Brano →
Dopo aver sublimato la formula con “Will To Power”, qualche leggero accenno di cambiamento era apparso sul precedente “Deceivers” e, a detta dell’ex Carcass, avrebbe dovuto trovare ulteriore sfogo in questo “Blood Dynasty”, dodicesimo album e quarto con Alissa.
L’opener “Dream Stealer” per la verità è il ‘solito’ singolo dei nuovi Arch Enemy post-“War Eternal” (ritmiche veloci, strofe aggressive ma non troppo, hook melodici a profusione e un gusto epico nel ritornello), ma già dalla successiva “Illuminate The Path” si sente qualcosa di nuovo, con la timbrica pulita di Alissa a guidare il ritornello di un midtempo per il resto abbastanza canonico: non una novità in senso assoluto (le voci pulite erano già apparse sporadicamente in passato) ma una gradita variazione sul tema.

Consegna →
Prosegui la recensione di “Blood Dynasty” a partire dall'ultima frase riportata.

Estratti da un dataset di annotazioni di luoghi
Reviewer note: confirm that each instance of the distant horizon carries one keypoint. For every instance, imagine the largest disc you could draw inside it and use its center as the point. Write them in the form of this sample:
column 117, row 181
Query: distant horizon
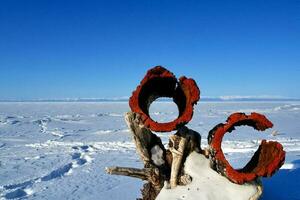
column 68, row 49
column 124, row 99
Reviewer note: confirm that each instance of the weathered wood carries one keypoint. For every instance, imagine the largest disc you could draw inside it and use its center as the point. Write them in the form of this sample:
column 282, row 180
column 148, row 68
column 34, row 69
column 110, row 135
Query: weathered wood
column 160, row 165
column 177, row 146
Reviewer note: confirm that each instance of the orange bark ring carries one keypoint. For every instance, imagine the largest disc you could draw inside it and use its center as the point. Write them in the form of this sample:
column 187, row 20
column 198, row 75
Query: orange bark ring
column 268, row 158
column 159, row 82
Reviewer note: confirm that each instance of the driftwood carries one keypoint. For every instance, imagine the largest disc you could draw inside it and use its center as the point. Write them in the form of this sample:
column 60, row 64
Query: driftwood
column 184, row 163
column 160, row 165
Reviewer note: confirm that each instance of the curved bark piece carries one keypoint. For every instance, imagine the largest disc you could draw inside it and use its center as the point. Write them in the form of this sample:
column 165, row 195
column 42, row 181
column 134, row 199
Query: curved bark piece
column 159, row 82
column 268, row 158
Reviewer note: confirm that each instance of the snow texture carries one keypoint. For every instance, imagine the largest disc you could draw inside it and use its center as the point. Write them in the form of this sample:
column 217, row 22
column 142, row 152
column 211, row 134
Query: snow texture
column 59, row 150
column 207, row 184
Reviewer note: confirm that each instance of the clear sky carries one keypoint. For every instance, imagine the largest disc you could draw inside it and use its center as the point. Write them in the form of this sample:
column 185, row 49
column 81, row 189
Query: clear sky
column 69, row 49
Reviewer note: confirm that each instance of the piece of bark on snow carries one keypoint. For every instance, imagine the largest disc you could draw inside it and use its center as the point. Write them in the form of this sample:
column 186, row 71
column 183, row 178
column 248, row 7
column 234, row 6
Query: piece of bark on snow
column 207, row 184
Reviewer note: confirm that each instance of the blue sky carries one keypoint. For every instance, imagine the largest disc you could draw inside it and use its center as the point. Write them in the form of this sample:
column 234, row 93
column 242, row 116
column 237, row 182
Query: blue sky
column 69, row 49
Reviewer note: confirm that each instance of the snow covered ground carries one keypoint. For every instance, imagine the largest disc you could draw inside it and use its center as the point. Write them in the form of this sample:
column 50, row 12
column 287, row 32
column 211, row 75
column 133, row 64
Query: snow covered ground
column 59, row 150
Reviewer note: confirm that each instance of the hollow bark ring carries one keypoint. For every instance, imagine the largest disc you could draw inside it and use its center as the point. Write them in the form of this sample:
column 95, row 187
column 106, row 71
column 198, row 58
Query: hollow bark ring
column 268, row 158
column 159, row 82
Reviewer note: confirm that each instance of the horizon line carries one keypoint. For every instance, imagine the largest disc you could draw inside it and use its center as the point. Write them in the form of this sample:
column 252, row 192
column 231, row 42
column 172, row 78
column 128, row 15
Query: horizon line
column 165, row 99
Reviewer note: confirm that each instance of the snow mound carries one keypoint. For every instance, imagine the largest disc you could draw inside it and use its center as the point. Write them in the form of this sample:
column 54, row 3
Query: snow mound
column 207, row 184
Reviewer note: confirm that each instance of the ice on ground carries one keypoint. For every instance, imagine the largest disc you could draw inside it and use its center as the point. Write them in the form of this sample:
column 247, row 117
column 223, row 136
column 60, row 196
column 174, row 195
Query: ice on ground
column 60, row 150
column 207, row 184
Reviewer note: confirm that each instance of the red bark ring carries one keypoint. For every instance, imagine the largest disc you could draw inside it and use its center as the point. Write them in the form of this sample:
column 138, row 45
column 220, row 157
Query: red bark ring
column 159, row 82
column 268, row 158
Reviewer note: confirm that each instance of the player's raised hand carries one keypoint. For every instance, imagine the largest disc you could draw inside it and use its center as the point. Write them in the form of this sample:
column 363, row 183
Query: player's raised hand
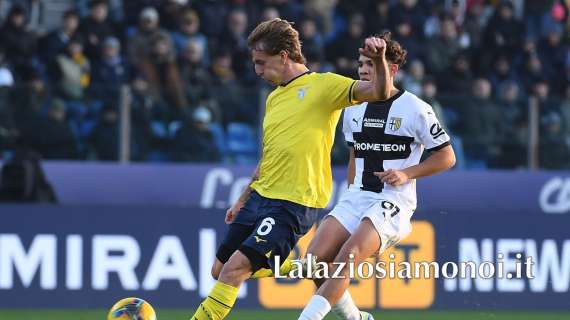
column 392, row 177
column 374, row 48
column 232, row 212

Svolgimento →
Un’autentica sorpresa è invece “Vivre Libre”, rivisitazione di un vecchio brano dei Blaspheme (gruppo di culto della scena heavy metal transalpina degli anni Ottanta): un’evocativa ballad oscura resa in maniera simile all’originale (cantato in francese incluso), riuscita troppo bene per essere relegata al ruolo di bonus track per cui era inizialmente prevista, al punto da diventare la prima cover inclusa nella tracklist regolare di un disco degli Arch Enemy.
Il tentativo di variare rispetto al consueto canovaccio tutto ‘velocità e melodia’ traspare anche nell’attacco di “March Of The Miscreants”, in cui le ritmiche più quadrate e i fill meccanici del batterista Daniel Erlandsson ricordano per certi versi il concept cibernetico di “Doomsday Machine” (album che festeggia il ventesimo anniversario); allo stesso modo gli arrangiamenti nel saliscendi del ritornello di “The Pendulum” – con tanto di tastiere in primo piano suonate dallo stesso Erlandsson, co-autore di  tutte le parti strumentali insieme ad Amott – risultano più vicine agli Stratovarius di “Black Diamond” che al Gothenburg sound.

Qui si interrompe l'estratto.